** start Given passage **
Monday, Sep. 05, 1983
Desert Standoff
Mitterrand answers his critics
Coming in low from the south across the sluggish Chari River, four Mirage fighters peeled off and soared upward to gain height for their final approach to the airport at N'Djamena, the Chadian capital. A few minutes later four Jaguar fighter-bombers repeated the maneuver. By the end of the day the little airport, which normally handles only a dozen civilian airliners a week, had begun to look like a military airbase. Parked next to the jets on the runway apron were half a dozen Transall military freighters and a C-135F aerial refueling plane, together with five fighter aircraft from Zaire. "Operation Manta," as the government of President Francis Mitterrand had code-named France's challenge to Libyan Leader Muammar Gaddafi's ambitions in Chad, was beginning to acquire some sting.
** end Given passage **
--- Task set ---
1: Condense the paragraph of the Chad article that begins "Coming in low from the south" into a shorter version that keeps its main facts.
2: Carry on the article about Operation Manta in Chad, starting right after its final sentence.
** start Recorded information **
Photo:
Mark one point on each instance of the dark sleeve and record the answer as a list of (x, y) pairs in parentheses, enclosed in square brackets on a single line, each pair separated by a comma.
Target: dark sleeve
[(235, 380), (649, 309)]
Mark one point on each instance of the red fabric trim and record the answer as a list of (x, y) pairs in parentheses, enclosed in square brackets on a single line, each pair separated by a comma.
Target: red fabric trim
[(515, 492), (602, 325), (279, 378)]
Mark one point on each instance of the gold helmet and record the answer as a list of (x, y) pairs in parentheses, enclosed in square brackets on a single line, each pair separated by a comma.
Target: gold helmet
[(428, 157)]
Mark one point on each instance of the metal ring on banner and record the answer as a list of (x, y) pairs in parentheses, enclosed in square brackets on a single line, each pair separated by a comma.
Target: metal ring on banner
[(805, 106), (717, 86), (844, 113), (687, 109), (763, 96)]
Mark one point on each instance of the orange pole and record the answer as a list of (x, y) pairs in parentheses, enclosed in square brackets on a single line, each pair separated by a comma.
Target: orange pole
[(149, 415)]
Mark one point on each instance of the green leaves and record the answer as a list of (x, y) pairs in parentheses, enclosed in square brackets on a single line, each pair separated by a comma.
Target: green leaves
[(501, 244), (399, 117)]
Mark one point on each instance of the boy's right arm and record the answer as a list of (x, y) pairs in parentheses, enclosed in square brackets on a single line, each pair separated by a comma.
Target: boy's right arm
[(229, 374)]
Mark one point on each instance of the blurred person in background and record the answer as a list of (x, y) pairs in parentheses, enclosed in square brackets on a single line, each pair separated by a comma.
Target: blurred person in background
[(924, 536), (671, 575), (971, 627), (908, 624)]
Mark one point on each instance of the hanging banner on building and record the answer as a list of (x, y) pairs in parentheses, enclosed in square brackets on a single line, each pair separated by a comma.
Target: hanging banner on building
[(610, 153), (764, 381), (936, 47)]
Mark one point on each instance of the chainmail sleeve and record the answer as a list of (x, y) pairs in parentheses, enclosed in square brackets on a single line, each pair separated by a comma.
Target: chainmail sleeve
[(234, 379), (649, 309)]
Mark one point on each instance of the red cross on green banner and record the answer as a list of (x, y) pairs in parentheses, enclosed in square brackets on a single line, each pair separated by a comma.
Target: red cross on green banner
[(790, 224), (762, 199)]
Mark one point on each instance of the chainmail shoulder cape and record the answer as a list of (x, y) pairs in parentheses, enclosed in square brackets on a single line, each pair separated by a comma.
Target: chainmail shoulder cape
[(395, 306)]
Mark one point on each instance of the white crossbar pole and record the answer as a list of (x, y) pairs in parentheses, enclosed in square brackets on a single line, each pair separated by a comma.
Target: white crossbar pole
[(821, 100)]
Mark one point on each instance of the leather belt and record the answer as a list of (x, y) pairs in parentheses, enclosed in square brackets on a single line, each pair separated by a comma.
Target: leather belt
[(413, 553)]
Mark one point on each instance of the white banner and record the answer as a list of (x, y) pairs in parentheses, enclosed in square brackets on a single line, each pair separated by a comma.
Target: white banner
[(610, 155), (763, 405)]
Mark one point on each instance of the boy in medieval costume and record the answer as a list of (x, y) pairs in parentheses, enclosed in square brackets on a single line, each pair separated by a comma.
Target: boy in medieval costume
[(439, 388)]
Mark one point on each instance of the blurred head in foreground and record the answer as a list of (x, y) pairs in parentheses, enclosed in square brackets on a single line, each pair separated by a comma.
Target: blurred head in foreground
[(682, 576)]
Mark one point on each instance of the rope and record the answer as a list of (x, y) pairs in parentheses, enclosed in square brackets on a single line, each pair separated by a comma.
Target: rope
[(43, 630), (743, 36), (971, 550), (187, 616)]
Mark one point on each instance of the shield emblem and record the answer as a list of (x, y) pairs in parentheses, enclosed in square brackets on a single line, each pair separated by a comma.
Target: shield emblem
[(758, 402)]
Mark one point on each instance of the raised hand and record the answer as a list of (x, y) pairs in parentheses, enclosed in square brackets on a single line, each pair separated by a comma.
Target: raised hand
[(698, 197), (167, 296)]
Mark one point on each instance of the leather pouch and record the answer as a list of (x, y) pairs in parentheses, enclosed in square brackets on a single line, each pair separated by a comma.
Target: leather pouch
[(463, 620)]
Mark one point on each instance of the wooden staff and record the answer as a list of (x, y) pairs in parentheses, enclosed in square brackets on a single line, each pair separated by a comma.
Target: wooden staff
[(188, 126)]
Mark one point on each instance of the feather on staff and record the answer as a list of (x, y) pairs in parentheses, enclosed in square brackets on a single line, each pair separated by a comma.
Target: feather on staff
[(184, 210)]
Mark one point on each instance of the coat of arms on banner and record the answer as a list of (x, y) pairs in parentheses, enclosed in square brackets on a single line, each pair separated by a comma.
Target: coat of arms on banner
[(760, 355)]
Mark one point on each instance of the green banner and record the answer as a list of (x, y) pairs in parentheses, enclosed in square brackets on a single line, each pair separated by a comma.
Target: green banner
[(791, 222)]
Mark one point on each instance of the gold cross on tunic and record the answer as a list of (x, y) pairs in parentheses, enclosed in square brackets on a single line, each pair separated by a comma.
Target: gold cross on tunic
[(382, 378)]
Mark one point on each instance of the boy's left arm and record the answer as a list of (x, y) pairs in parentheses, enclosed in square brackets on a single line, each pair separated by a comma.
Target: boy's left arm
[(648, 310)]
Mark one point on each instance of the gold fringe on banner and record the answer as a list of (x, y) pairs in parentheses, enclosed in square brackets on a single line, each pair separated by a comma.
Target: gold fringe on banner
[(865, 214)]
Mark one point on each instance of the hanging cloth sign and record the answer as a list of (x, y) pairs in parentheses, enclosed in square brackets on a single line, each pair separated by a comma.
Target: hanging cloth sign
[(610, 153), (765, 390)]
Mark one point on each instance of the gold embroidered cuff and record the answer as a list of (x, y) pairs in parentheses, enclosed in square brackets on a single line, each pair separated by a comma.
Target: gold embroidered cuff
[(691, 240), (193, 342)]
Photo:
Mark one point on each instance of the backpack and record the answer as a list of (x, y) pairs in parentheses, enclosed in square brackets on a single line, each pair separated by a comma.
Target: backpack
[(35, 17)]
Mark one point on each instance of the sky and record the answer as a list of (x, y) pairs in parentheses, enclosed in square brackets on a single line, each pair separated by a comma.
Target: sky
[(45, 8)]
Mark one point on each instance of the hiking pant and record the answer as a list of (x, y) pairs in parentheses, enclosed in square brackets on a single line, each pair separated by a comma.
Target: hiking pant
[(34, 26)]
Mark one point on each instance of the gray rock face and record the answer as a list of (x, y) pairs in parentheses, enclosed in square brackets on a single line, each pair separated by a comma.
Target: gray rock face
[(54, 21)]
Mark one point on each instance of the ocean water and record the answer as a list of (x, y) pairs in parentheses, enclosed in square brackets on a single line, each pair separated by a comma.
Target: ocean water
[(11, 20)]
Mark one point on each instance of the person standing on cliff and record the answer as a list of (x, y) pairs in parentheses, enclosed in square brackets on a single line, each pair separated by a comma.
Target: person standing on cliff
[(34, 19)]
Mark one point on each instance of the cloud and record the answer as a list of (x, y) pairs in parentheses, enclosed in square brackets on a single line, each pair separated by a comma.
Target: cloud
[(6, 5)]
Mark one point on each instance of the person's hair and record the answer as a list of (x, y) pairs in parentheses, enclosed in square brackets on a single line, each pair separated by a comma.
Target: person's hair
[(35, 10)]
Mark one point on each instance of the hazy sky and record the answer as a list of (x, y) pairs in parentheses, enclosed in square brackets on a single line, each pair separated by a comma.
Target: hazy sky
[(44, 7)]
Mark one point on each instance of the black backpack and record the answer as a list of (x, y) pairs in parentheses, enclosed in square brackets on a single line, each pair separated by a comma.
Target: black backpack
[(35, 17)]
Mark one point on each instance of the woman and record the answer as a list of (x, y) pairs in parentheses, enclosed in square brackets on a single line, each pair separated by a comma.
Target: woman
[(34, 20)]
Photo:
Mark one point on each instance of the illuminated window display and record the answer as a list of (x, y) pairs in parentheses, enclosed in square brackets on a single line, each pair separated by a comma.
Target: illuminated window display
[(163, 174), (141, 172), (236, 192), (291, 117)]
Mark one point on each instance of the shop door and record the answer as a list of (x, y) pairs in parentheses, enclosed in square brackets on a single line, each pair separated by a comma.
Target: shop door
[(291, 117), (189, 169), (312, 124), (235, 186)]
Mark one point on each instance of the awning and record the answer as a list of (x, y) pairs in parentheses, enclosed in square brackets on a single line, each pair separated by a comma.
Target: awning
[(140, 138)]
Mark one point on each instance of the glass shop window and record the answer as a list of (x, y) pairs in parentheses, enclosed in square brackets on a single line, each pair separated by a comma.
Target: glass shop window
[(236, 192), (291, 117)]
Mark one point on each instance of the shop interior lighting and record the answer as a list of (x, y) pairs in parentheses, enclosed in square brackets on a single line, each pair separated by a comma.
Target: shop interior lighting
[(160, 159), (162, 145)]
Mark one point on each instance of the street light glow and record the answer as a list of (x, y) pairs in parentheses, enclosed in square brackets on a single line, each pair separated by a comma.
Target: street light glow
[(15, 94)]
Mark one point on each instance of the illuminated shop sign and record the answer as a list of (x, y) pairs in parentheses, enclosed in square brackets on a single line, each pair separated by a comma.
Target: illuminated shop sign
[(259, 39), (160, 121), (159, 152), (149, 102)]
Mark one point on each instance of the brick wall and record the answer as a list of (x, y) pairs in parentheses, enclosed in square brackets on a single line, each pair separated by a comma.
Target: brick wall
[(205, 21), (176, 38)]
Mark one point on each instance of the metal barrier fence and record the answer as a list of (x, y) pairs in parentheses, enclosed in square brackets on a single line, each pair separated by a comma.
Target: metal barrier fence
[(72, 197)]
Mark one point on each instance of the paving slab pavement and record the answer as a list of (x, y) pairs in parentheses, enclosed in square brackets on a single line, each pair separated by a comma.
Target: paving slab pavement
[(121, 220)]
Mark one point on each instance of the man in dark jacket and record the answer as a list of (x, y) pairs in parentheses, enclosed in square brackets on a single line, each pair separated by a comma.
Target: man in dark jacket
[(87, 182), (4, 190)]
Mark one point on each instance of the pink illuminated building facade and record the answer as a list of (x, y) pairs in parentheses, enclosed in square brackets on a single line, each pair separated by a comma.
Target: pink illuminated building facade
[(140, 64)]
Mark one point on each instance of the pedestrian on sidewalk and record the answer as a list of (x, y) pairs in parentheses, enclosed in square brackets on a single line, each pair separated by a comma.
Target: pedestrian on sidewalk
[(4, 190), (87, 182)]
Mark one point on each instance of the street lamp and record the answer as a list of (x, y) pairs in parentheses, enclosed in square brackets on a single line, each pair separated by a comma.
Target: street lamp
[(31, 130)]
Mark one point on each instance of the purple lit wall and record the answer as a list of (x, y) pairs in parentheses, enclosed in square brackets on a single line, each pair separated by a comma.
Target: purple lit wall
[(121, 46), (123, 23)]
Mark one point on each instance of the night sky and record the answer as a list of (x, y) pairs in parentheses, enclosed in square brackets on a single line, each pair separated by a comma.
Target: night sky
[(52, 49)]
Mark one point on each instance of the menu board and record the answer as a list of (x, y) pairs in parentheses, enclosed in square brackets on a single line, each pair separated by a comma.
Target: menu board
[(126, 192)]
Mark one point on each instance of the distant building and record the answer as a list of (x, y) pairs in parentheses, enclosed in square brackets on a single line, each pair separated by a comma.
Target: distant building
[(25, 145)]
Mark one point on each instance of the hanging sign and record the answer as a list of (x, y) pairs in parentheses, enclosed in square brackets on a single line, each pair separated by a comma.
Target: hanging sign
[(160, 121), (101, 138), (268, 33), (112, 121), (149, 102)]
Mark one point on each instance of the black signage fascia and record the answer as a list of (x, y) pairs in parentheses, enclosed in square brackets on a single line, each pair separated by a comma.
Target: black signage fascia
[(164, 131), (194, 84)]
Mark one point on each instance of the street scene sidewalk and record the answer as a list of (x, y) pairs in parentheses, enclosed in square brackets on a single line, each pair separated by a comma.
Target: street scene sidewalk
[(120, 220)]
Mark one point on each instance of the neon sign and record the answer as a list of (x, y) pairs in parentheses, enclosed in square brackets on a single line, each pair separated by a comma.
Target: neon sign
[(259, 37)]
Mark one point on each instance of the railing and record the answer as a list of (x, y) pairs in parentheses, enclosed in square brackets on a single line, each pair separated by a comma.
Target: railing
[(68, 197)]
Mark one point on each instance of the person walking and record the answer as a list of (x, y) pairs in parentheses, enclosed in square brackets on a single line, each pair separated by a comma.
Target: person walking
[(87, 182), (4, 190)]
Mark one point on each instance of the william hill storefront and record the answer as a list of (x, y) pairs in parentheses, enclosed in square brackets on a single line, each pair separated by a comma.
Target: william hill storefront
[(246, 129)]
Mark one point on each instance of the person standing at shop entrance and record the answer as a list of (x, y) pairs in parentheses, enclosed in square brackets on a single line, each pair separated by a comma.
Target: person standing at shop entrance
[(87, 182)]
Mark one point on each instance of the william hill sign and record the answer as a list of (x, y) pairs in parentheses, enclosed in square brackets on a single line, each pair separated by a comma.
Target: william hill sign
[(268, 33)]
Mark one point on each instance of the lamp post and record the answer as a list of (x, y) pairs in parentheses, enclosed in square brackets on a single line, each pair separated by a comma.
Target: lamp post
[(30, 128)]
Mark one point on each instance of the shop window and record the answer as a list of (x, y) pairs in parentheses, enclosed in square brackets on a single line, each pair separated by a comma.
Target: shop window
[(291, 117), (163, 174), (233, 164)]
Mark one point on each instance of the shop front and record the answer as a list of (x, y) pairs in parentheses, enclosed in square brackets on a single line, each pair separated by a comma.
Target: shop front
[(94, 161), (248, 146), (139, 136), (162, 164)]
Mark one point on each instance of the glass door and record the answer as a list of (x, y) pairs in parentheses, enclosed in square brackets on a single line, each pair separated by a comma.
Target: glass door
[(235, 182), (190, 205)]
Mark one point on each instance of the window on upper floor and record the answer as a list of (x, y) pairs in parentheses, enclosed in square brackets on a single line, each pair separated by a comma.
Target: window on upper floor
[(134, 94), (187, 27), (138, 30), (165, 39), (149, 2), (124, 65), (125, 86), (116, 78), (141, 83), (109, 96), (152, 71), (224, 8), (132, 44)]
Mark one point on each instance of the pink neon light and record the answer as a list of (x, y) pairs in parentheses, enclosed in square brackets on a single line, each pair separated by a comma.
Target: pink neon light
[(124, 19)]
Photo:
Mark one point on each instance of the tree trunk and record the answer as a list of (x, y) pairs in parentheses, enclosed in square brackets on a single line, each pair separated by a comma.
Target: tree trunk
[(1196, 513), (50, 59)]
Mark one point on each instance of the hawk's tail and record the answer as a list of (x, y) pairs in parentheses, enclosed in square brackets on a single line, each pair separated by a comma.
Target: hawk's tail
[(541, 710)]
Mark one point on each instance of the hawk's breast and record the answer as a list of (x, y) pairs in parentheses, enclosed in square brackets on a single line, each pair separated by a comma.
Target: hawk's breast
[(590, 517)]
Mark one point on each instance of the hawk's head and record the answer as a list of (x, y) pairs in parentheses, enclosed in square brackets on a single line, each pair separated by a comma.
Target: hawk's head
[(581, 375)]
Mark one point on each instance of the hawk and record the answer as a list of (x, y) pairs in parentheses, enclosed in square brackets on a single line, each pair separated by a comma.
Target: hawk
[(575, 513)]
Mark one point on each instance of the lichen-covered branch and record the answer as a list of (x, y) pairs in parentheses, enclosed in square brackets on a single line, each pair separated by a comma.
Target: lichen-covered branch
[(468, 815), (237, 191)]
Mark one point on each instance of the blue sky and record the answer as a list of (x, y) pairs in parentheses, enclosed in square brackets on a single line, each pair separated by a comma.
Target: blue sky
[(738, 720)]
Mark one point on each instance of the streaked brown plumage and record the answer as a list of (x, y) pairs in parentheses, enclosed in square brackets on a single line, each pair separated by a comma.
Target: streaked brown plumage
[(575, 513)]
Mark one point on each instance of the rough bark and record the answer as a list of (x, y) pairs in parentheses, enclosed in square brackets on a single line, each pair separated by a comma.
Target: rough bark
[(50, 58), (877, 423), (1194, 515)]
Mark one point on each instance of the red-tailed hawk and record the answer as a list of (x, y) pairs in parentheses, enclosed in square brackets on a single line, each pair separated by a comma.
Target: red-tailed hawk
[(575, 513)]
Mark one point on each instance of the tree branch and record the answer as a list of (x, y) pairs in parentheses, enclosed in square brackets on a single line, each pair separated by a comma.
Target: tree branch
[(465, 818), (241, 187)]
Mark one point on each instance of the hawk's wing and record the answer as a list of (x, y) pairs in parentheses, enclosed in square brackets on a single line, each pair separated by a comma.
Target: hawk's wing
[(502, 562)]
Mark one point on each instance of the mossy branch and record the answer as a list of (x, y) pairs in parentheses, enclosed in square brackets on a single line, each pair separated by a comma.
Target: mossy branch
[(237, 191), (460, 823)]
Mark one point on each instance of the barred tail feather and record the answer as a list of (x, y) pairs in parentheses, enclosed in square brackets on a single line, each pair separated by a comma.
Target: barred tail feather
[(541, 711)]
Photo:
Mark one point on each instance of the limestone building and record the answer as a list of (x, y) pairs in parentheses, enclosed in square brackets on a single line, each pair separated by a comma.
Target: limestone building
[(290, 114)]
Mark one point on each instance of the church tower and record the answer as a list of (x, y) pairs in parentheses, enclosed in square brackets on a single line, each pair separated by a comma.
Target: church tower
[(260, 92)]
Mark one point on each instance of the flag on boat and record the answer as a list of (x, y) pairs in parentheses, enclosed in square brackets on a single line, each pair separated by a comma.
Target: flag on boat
** end Recorded information **
--- Answers for the tasks ---
1: Four Mirage fighters and then four Jaguar fighter-bombers flew in low across the Chari River to land at the airport in N'Djamena, Chad's capital. By day's end the small airport, which usually handles about a dozen civilian airliners a week, looked like a military airbase. Its apron held the jets, half a dozen Transall military freighters, a C-135F aerial refueling plane and five fighter aircraft from Zaire. Operation Manta, President Mitterrand's government's challenge to Muammar Gaddafi's ambitions in Chad, was starting to gain some sting.

2:
With his aircraft and some 3,000 troops in place in Chad and in the neighboring Central African Republic, Mitterrand was able to launch a two-pronged diplomatic offensive. He dispatched key aides to a number of capitals to see if Gaddafi would consider a negotiated solution. Equally important, he took the initiative to silence his critics at home. In his first formal statement on France's involvement in Chad, he told the newspaper Le Monde that French troops were in Chad only as "instructors" who would provide "logistical support" and exercise a "dissuasive role." Mitterrand added that if threatened, French troops would "respond and, to defend themselves better, not limit their reply to a defensive one." Implicit was a warning that a Libyan push south from the oasis of Faya-Largeau, which was captured by a joint Libyan and rebel force in early August, would produce a military showdown with France.
The French buildup was applauded by the government of Chadian President Hissene Habre, who had been imploring France to intervene directly. But there seemed little likelihood of imminent conflict between the French and Libyan forces. With some 300 miles of desert separating the Libyans at Faya-Largeau from the French forces at the forward redoubts of Sallal and Arada, it would be a bold venture for either side to make a military move. The Libyans are known to have ground-to-air missiles at Faya-Largeau. The French have conventional antiaircraft missiles, while Chadian troops in the forward positions have been issued some of the 30 Redeye missiles supplied to Chad by the Reagan Administration as part of a $25 million emergency-aid package.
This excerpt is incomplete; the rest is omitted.